▶ [Record set]:
++++++
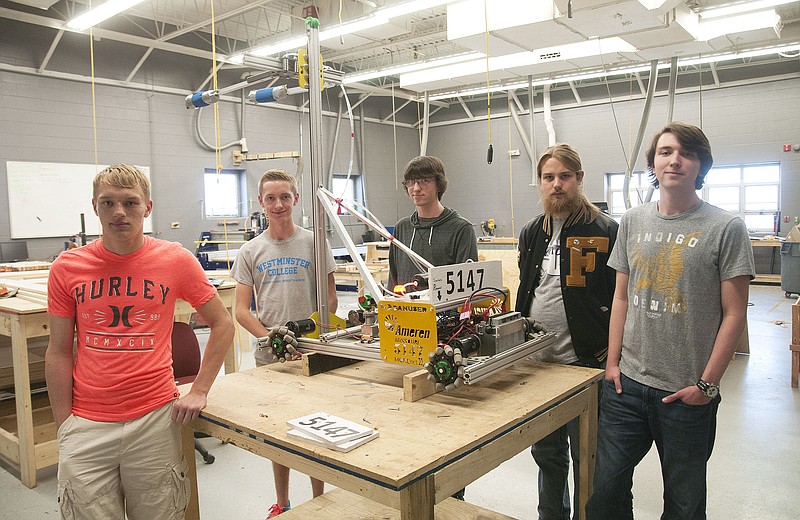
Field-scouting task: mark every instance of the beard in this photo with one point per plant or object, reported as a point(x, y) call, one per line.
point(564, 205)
++++++
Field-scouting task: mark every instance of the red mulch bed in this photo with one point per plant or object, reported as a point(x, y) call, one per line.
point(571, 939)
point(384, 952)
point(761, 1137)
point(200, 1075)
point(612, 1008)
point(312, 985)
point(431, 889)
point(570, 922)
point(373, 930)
++++++
▶ [Exercise instructions]:
Rewrite the records from the line containing "Field-scouting task: mark every instance of the beard" through the line containing "point(564, 205)", inclusive, changing "one point per plant or object" to "a single point per plant or object" and leaving everything else as it is. Return only those lines.

▶ [Correct answer]:
Field-scouting task: mark every instance of the beard in this photo with a single point per plant or object, reported as a point(x, y) call, one per line.
point(564, 205)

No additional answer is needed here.